One can certainly consider that the whole universe shifts with respect to the rocket seen as immobile, but in the case of a terrestrial takeoff, it is the cosmonaut which experienced an acceleration.
 
  • #79
Kairos said:
but in the case of a terrestrial takeoff, it is the cosmonaut which experienced an acceleration.
This is true, but irrelevant to distance measurements made using either the inertial frame in which the cosmonaut is at rest on the outbound leg or the different inertial frame in which the cosmonaut is at rest during the inbound leg.
 
  • #80
Indeed, I agree that when a constant velocity is reached, one goes into a perfectly symmetrical system, although it is generally easier for an astronaut (who remembers his acceleration) to think that it is he who is flying rather than the earth.
......
- [Exercise set]
a – Name every stage of the journey that the relativity thread identifies with a noun phrase.
b – Write the next portion of the relativity thread, beginning after its final sentence.

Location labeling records
......
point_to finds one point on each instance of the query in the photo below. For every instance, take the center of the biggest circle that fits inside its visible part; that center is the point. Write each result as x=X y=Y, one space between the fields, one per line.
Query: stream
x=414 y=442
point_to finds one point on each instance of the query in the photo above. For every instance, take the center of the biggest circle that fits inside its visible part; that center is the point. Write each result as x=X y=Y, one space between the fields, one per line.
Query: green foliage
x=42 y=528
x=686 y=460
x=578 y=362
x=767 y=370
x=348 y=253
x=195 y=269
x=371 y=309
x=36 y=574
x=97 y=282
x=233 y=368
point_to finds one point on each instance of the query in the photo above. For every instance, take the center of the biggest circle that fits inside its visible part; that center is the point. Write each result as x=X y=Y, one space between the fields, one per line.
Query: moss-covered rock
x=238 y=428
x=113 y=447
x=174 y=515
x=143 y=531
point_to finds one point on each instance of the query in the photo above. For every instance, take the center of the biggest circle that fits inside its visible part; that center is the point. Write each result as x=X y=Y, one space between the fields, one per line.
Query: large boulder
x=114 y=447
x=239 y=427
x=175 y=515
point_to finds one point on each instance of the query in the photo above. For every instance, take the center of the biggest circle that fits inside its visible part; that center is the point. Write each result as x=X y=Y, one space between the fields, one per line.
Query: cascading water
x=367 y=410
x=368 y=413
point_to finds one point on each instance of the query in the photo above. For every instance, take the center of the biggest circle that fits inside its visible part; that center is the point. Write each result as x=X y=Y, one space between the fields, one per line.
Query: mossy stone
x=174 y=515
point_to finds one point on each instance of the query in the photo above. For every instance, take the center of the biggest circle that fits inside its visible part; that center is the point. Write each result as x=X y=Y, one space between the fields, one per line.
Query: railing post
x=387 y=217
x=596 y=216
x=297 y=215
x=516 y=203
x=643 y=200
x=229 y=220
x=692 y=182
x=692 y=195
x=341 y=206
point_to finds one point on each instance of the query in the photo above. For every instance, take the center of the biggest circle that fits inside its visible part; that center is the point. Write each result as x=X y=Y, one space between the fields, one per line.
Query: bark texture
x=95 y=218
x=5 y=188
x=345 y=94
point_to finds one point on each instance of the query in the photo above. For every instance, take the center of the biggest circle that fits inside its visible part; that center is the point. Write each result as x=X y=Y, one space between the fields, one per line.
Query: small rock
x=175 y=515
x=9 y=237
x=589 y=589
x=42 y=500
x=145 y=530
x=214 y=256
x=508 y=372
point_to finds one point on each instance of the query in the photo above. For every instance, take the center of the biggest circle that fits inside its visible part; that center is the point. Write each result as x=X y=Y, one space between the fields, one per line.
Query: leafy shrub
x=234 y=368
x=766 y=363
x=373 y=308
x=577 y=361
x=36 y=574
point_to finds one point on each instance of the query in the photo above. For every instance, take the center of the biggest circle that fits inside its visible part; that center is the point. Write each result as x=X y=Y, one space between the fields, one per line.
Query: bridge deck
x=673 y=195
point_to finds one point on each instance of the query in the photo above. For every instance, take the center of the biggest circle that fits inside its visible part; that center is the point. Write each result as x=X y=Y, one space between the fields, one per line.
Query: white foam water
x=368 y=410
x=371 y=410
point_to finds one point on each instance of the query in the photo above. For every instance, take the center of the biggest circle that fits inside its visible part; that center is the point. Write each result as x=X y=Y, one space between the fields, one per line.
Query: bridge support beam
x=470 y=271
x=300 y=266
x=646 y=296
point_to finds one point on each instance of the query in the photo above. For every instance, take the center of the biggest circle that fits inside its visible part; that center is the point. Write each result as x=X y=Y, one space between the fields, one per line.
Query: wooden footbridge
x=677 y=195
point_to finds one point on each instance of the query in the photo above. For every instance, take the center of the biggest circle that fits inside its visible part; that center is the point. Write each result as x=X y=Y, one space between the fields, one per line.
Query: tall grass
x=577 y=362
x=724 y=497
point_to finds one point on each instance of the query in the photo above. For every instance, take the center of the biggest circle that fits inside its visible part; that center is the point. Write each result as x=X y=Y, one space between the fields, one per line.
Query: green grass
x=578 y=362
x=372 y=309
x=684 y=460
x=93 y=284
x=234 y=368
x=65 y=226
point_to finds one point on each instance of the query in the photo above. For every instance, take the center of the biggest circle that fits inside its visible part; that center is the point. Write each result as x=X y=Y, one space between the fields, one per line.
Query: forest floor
......
- [Answers]
a – terrestrial takeoff; outbound leg; inbound leg

b –
But your remark makes me ask another question: when the system is symmetrical, why decide that it is the astronaut's path that contracts and not the Earth's one? If the two contract symmetrically, Ibix's argument is no longer valid and the 2D/v duration is indeed reciprocal
 
  • #81
Kairos said:
when the system is symmetrical, why decide that it is the astronaut's path that contracts and not the Earth's one?
When the system is symmetrical then each contracts with respect to the other equally, preserving the symmetry. However, that is not relevant here since the situation is not symmetrical.

Kairos said:
If the two contract symmetrically, Ibix's argument is no longer valid and the 2D/v duration is indeed reciprocal
His argument is valid for the asymmetrical situation under discussion.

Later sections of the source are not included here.